### TASK TO COMPLETE
How would you say this sentence from the passage on Baton Rouge education in Spanish: "The East Baton Rouge Parish Public Schools operates public schools in the city limits."
==== PASSAGE SHOWN
Baton Rouge offers a wide range of educational and cultural opportunities including being the home to three major universities and colleges and a variety of public and private schools.

Public schools
The East Baton Rouge Parish Public Schools operates public schools in the city limits.

The Baton Rouge Area contains 12 public school districts-Ascension, Baker, Central Community, East Baton Rouge, East Feliciana, Iberville, Livingston, Pointe Coupee, St. Helena, West Baton Rouge, West Feliciana, and Zachary. School districts in the region provide opportunities for advanced learning through Gifted and Academic Magnet programs and tailored programs in music, visual arts, and dramatic arts. Additionally, the Capital Region is home to four of the top ten performing districts in the state.

East Baton Rouge Parish Public Schools, the city's school district, is one of the area's largest school districts. It contains approximately 90 individual schools: 56 elementary schools, 16 middle schools, and 18 high schools.

Louisiana State University operates the Louisiana State University Laboratory School, a K-12 school.  Also, Southern University operates the Southern University Laboratory School, a K-12 school.

Disability schools
The state of Louisiana directly operates two special schools for children with disabilities:
 Louisiana School for the Deaf
 Louisiana School for the Visually Impaired

High schools
Other notable High schools in the parish include:
 Baton Rouge Magnet High School
 Belaire High School
 Broadmoor High School
 Capitol High School
 Central High School
 Glen Oaks High School
 Liberty Magnet High School
 Istrouma High School
 Madison Preparatory Academy
 McKinley Senior High School 
 Tara High School
 Istrouma High School
 Scotlandville Magnet High School
 Woodlawn High School
 Zachary High School

Private schools
 Baton Rouge Christian Classical School
 Baton Rouge International School
 Catholic High School
 Christian Life Academy
 Christ Presbyterian School
 Cypress Heights Academy
 The Dunham School
 Episcopal High School
 Greater Baton Rouge Hope Academy
 Most Blessed Sacrament School
 Our Lady of Mercy School
 Parkview Baptist School
 Redemptorist High School (closed in 2015)
Runnels School
 Sacred Heart of Jesus School
 St. Aloysius School
 St. George School
 St. Jean Vianney School
 St. Joseph's Academy
 St. Jude the Apostle School
 St. Louis King of France School
 St. Luke's Episcopal Day School
 St. Michael the Archangel High School (formerly Bishop Sullivan High school)
 St. Thomas More School
 Southern University Laboratory School
 Trinity Episcopal Day School
 University Laboratory School (LSU)

Colleges and universities
Louisiana State University and Agricultural and Mechanical College, generally known as Louisiana State University or LSU, is a public, coeducational university that is the main campus of the Louisiana State University System. LSU includes nine senior colleges and three schools, in addition to specialized centers, divisions, institutes, and offices. Enrollment stands at more than 30,000 students, and there are 1,300 full-time faculty members. LSU is also one of twenty-one American universities designated as a land-grant, sea-grant and space-grant research center. LSU is the oldest public university and most comprehensive university in Louisiana.
========
==== PROVIDED MATERIAL
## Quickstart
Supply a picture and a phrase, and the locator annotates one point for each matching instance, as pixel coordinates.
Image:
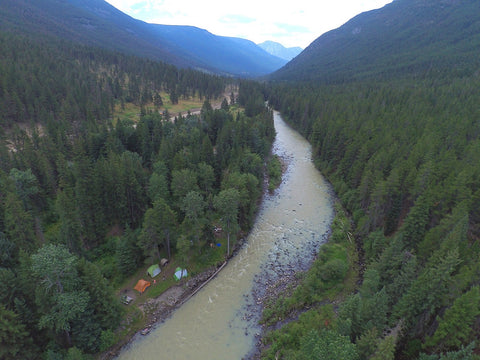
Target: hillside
(391, 112)
(405, 37)
(91, 196)
(97, 23)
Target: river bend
(219, 322)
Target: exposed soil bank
(223, 317)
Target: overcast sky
(291, 23)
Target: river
(221, 321)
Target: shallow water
(220, 321)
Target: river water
(221, 321)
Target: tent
(154, 270)
(142, 285)
(180, 273)
(163, 262)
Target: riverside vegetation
(403, 156)
(89, 198)
(86, 197)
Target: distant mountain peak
(404, 38)
(279, 50)
(97, 23)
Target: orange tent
(142, 285)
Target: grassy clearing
(131, 112)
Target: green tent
(180, 273)
(154, 270)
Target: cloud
(236, 18)
(296, 25)
(289, 28)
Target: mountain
(97, 23)
(403, 37)
(279, 50)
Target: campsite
(158, 300)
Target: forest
(403, 155)
(88, 197)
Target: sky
(297, 23)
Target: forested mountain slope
(402, 149)
(405, 37)
(95, 22)
(87, 199)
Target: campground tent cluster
(154, 270)
(142, 285)
(180, 273)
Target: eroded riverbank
(222, 318)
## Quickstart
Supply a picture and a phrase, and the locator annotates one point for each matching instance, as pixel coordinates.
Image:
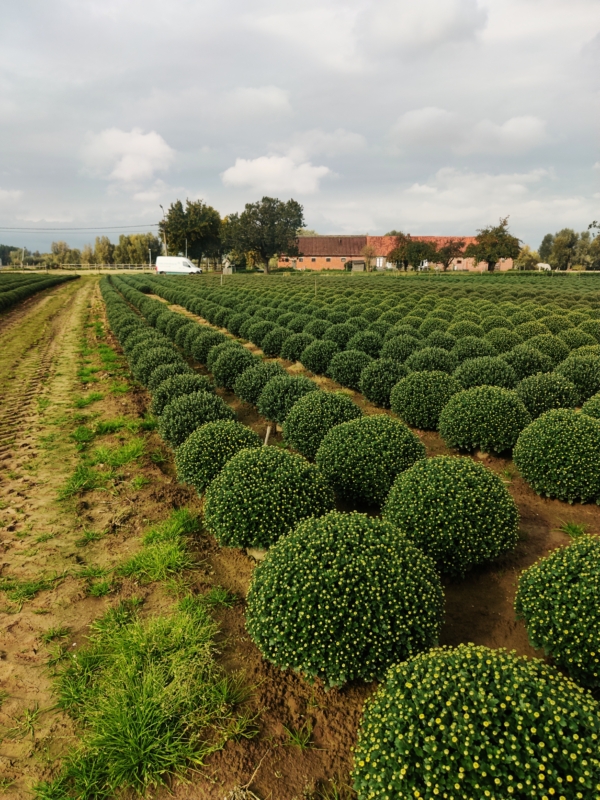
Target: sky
(432, 117)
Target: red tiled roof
(331, 245)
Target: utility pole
(164, 230)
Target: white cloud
(248, 101)
(318, 142)
(428, 23)
(8, 196)
(435, 127)
(126, 156)
(275, 174)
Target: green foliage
(261, 494)
(273, 341)
(279, 395)
(206, 451)
(343, 597)
(559, 600)
(399, 348)
(177, 386)
(454, 510)
(547, 390)
(317, 356)
(472, 347)
(559, 456)
(485, 371)
(313, 416)
(166, 371)
(419, 398)
(431, 359)
(253, 380)
(470, 722)
(186, 413)
(231, 364)
(148, 696)
(379, 378)
(346, 367)
(484, 418)
(592, 406)
(361, 458)
(584, 372)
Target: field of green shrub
(15, 287)
(503, 364)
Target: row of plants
(369, 598)
(14, 289)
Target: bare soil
(40, 376)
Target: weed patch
(149, 698)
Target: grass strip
(150, 699)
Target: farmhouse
(348, 252)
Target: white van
(175, 265)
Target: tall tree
(546, 247)
(268, 227)
(493, 243)
(198, 224)
(448, 252)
========
### TASK RESPONSE
East Baton Rouge Parish Public Schools administra escuelas públicas dentro de los límites de la ciudad.